“We have had a rain.”

No, that’s not a recent headline. Unfortunately. But as our region and the entire state confront serious drought conditions today, that sentence from an 1894 newspaper article demonstrates that rain or lack of same has been a historic issue for San Diego County.

Below is a partial reproduction of the front page of the March 10, 1894 issue of the Poway Progress, a weekly that was published out of the Poway Valley from 1894 to 1897.

Poway Progress, page 1, March 10, 1894

“Poway Points,” a column that usually appeared on the front page, ranged from hard news to local gossip and points in between. The paper also ran similar columns on other communities with headings like “San Diego Siftings” and “Lakeside Letters.”

The March 10, 1894 issue’s “Poway Points” starts with the sentence, “We have had a rain.” The writer then shifts topics in the next paragraph to some out-of-town visitors staying with a local family, the Hillearys.

But the editor isn’t through talking about the weather. That paragraph is followed by this simple declarative sentence:

“We have had a fine rain.”

And he still wasn’t through. He follows another paragraph about a visitor from National City buying fruit trees from a local nursery with this:

“The recent rainfall ending on Sunday, amounted to 1.42 inches according to Mr. Chapin’s gauge, and 1.60 inches by Mr. Kent’s, making the total for the season in the neighborhood of seven and three quarters inches for this locality.”
◇ ◇ ◇ ◇
- [TASKS AND EXERCISES]
A) Answer each question from the Poway Progress passage:
(i) Across which years was the Poway Progress published?
(ii) What rainfall amount did Mr. Chapin's gauge record?
(iii) What did the visitor from National City buy from a local nursery?
B) Reproduce the Poway Progress passage from "The March 10, 1894 issue’s" up to and including "family, the Hillearys.".
Rely solely on the Poway Progress passage.

Location identification items:
◇ ◇ ◇ ◇
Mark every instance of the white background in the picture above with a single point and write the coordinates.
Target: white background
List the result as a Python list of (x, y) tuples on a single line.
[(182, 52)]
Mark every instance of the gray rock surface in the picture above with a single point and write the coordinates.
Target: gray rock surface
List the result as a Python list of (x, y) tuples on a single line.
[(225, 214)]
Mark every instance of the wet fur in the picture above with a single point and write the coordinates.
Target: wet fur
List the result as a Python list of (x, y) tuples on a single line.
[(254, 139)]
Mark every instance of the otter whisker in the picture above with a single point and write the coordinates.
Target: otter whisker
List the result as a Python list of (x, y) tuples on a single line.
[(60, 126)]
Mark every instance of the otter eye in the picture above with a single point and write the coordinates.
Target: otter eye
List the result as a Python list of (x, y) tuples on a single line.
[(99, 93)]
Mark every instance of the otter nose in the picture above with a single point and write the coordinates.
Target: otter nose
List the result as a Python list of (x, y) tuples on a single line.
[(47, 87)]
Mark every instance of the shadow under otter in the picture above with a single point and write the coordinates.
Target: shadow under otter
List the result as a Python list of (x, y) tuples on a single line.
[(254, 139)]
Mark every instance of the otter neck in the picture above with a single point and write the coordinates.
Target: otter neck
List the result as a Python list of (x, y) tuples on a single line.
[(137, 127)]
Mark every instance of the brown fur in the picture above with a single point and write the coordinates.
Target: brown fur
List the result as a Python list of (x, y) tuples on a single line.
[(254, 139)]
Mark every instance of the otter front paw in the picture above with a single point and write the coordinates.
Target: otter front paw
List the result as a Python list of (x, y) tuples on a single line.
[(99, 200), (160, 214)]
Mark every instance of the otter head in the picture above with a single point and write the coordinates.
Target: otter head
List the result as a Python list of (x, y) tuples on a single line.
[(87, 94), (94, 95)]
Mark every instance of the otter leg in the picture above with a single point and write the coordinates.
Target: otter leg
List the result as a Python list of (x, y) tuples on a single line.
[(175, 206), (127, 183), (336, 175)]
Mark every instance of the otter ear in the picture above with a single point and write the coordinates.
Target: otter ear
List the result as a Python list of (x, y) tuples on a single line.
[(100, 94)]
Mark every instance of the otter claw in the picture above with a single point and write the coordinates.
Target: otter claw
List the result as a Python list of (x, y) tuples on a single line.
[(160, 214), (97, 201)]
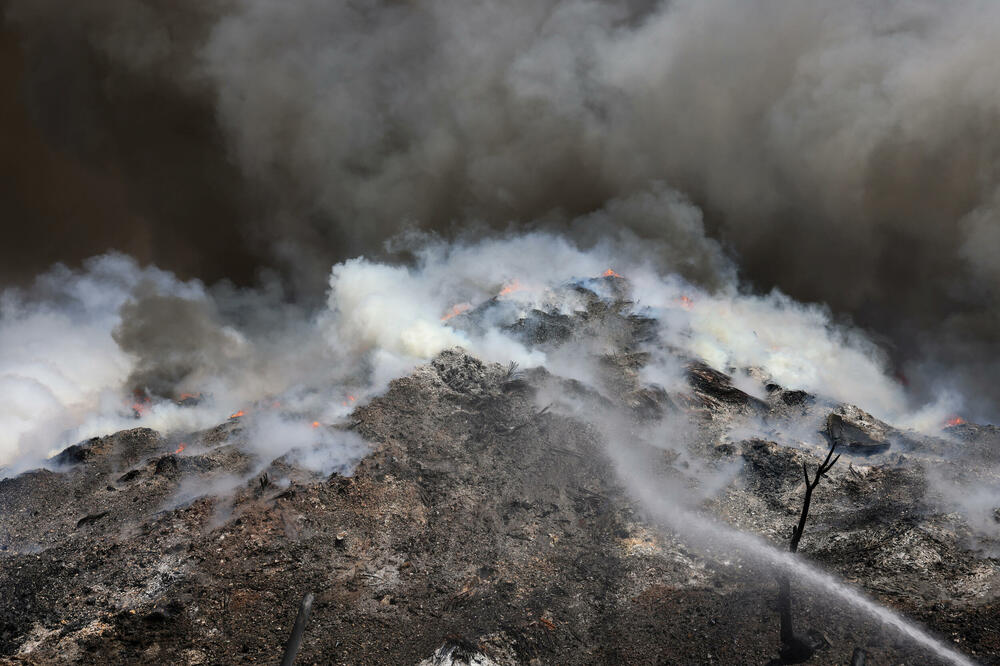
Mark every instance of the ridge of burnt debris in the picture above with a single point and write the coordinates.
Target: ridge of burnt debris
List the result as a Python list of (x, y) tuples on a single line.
[(488, 526)]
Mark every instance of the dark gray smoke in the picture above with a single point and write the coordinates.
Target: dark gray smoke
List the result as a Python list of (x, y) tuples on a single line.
[(172, 338), (844, 151)]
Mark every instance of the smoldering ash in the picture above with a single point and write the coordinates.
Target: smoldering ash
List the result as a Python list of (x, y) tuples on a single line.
[(845, 152)]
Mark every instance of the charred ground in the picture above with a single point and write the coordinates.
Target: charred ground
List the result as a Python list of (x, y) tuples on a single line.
[(486, 526)]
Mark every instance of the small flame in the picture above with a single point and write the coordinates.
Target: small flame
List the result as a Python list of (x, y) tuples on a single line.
[(511, 287), (456, 310)]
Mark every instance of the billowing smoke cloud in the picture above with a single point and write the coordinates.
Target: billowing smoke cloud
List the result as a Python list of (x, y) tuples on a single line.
[(115, 346), (844, 152)]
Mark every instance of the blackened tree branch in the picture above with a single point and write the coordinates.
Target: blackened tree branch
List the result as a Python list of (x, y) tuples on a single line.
[(794, 649)]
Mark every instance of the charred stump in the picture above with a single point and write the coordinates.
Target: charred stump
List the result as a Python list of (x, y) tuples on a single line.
[(795, 649)]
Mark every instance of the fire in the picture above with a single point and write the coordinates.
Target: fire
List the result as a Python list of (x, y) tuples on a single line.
[(456, 310), (511, 287)]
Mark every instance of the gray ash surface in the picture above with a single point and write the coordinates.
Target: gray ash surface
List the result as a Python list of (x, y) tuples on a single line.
[(488, 527)]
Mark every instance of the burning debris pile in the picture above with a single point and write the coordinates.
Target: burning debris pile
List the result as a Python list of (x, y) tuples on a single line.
[(478, 512)]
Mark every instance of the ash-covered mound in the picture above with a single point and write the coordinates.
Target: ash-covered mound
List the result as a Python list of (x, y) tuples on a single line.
[(498, 518)]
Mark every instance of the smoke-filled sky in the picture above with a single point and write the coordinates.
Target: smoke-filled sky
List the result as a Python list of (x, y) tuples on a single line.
[(845, 152)]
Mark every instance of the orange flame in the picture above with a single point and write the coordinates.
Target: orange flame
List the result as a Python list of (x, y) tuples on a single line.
[(456, 310)]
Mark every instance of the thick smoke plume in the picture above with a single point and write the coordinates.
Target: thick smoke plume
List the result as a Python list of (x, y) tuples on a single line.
[(116, 345), (843, 151)]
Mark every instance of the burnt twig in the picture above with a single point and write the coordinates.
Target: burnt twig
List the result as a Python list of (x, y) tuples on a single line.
[(794, 649)]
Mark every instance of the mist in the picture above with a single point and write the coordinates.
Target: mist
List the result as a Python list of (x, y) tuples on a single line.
[(841, 151)]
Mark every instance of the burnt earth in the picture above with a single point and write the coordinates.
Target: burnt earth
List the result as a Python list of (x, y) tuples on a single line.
[(482, 528)]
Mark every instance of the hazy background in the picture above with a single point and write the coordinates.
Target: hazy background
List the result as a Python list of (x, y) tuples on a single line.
[(845, 152)]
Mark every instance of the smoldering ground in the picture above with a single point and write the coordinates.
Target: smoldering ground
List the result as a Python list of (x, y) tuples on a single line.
[(843, 152)]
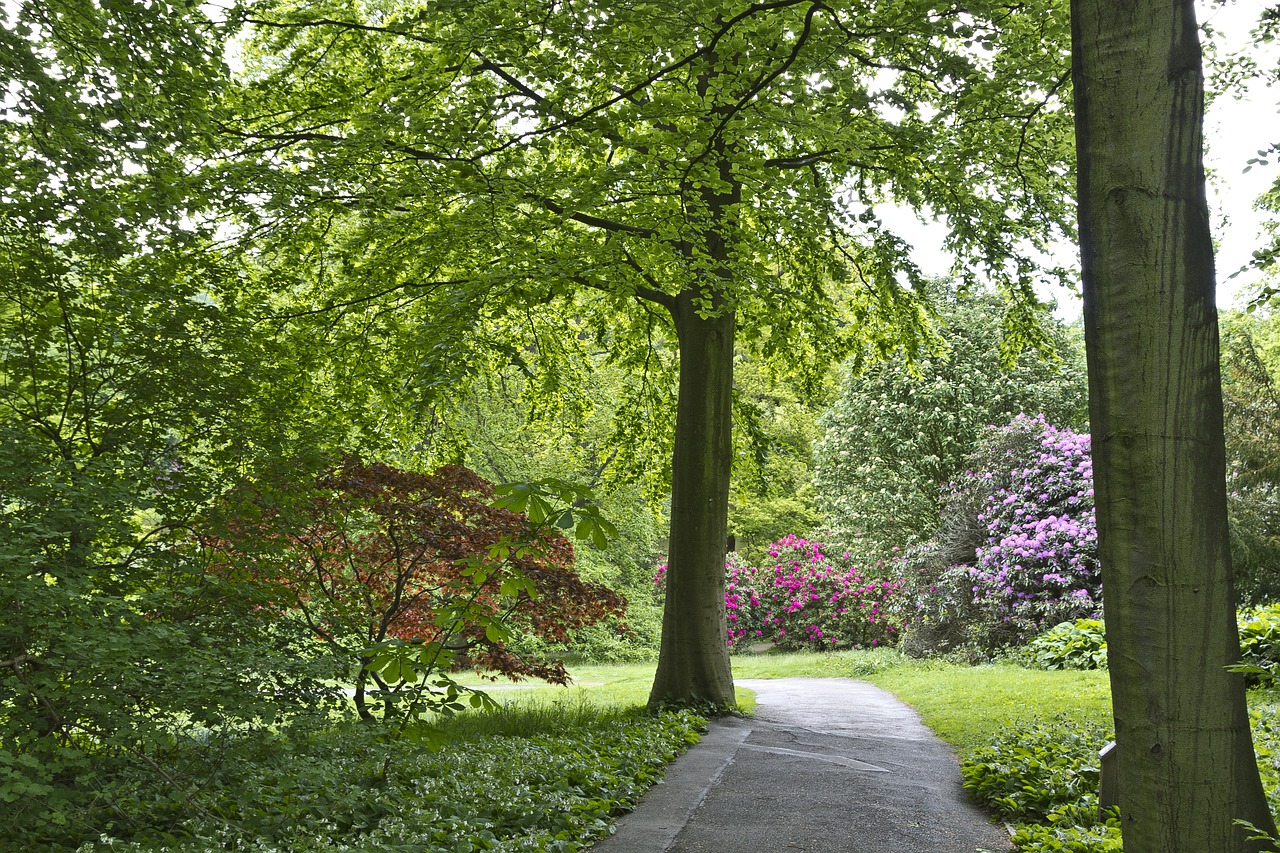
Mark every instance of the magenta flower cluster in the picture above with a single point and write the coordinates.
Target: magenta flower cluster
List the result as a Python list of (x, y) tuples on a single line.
◇ ◇ ◇ ◇
- [PROBLEM SOLUTIONS]
A)
(i) 1894 to 1897
(ii) 1.42 inches
(iii) Fruit trees

B)
The March 10, 1894 issue’s “Poway Points” starts with the sentence, “We have had a rain.” The writer then shifts topics in the next paragraph to some out-of-town visitors staying with a local family, the Hillearys.